PROBLEM DETAILS:
Every line from the one containing "Tag every instance of the red stripe" to the one containing "Tag every instance of the utility" in the records below, both included, must be set down exactly, and no other line.

======== RECORDS FOR THIS TASK ========

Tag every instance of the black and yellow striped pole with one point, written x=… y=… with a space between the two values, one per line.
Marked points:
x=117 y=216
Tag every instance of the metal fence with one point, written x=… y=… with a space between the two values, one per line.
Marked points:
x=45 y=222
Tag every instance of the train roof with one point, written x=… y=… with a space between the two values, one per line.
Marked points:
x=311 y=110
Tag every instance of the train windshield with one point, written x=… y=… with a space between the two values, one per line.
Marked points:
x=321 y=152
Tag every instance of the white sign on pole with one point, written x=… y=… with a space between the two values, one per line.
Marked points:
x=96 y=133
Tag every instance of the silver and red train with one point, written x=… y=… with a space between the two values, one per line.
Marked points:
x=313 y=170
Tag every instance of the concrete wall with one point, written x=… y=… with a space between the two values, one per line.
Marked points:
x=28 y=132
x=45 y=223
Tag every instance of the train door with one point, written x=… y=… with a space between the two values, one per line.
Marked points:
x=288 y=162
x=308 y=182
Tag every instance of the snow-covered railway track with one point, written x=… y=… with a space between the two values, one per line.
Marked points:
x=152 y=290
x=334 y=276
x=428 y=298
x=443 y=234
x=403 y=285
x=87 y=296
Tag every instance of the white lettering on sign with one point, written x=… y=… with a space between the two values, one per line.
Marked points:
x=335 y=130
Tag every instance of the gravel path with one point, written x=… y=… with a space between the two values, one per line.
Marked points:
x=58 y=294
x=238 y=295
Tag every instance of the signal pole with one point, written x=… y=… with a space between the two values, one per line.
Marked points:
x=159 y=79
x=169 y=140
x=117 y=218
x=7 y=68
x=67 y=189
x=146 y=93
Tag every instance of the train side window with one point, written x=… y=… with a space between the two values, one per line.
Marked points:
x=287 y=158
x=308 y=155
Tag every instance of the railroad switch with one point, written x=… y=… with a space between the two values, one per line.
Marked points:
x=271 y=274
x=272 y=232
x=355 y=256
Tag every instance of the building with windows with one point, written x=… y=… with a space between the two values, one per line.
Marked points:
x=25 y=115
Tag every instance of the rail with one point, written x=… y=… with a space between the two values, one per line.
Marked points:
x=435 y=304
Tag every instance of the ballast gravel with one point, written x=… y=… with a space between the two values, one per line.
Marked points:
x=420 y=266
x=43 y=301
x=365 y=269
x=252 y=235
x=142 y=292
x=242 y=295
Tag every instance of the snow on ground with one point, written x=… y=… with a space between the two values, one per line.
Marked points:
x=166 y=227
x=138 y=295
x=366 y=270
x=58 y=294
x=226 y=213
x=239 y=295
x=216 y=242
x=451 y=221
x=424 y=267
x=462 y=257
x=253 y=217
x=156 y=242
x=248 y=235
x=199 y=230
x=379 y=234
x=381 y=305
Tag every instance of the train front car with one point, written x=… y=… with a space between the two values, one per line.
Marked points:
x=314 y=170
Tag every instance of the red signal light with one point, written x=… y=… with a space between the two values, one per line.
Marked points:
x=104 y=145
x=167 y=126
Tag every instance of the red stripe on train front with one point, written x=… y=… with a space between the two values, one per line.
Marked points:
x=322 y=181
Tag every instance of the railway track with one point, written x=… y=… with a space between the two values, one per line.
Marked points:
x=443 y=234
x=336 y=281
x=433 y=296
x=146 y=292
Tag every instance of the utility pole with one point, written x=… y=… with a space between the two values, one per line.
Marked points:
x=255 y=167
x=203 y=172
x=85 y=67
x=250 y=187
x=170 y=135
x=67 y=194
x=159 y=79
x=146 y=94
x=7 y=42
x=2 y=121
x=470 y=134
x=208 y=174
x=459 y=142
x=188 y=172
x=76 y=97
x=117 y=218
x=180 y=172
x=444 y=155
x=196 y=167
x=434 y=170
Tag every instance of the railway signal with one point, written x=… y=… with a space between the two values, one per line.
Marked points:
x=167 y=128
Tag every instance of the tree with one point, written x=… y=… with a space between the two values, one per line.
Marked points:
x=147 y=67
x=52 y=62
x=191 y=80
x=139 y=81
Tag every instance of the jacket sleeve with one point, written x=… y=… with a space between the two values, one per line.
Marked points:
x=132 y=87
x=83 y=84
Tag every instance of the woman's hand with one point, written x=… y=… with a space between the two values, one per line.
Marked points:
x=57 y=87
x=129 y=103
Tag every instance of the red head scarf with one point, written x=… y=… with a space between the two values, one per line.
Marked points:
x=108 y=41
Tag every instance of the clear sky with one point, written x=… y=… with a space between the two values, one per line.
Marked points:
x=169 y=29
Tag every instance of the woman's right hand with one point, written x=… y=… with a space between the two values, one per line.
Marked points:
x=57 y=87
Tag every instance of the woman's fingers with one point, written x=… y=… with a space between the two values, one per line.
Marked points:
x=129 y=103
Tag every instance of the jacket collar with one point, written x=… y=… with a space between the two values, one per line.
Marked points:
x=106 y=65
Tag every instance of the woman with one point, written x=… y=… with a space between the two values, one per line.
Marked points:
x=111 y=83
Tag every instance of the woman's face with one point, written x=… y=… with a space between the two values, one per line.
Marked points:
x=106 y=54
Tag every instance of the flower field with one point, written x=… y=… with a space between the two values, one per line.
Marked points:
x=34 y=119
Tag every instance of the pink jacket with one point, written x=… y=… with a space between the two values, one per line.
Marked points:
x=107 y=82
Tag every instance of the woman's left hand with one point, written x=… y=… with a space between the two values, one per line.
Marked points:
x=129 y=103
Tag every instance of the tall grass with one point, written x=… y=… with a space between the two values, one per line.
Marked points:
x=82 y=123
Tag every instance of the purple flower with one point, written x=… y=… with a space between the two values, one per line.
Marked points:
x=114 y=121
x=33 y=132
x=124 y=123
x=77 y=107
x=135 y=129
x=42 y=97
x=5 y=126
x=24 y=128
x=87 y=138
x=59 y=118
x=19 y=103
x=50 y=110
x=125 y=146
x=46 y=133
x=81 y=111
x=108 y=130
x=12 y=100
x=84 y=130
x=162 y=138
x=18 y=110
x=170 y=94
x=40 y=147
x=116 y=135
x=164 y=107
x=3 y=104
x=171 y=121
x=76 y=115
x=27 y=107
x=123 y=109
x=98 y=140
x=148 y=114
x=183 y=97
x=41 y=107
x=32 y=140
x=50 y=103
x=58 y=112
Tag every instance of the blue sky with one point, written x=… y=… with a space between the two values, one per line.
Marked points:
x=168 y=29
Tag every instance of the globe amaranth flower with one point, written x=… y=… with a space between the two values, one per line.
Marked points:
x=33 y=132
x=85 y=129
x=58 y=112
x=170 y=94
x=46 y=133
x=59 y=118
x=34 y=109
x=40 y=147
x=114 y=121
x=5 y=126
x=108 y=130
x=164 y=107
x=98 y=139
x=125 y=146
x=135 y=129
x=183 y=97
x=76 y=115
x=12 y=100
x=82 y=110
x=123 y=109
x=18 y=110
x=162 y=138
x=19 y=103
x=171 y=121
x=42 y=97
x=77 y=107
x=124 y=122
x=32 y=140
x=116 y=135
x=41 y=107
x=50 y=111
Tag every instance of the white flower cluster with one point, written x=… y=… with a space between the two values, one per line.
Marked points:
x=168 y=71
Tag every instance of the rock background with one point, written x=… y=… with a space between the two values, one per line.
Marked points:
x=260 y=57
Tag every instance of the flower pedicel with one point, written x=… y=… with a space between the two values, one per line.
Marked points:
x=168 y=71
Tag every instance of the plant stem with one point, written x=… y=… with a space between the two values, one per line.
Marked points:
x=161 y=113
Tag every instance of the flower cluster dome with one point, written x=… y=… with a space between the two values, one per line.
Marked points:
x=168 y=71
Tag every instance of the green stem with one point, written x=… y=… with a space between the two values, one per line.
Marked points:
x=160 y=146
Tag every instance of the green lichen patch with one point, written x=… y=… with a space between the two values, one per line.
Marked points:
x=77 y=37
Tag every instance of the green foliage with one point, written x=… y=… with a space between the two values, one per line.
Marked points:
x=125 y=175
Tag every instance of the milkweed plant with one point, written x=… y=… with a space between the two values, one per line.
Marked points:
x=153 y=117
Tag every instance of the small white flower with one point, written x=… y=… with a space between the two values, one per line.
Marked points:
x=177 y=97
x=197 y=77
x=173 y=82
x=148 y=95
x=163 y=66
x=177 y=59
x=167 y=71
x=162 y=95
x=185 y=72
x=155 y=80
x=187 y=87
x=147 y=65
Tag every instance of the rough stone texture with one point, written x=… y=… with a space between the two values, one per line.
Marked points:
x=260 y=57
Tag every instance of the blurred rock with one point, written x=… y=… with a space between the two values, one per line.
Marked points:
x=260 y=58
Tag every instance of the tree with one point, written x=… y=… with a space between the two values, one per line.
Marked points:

========

ANSWER FOR THIS EXERCISE:
Tag every instance of the red stripe on train front with one point, written x=… y=… with a space between the two values, one per line.
Marked points:
x=322 y=181
Tag every instance of the railway track with one point, written x=… y=… with a space between the two values, one per line.
Marked points:
x=443 y=234
x=336 y=281
x=433 y=296
x=146 y=292
Tag every instance of the utility pole with one point, written x=… y=… with a space between the two values, one per line.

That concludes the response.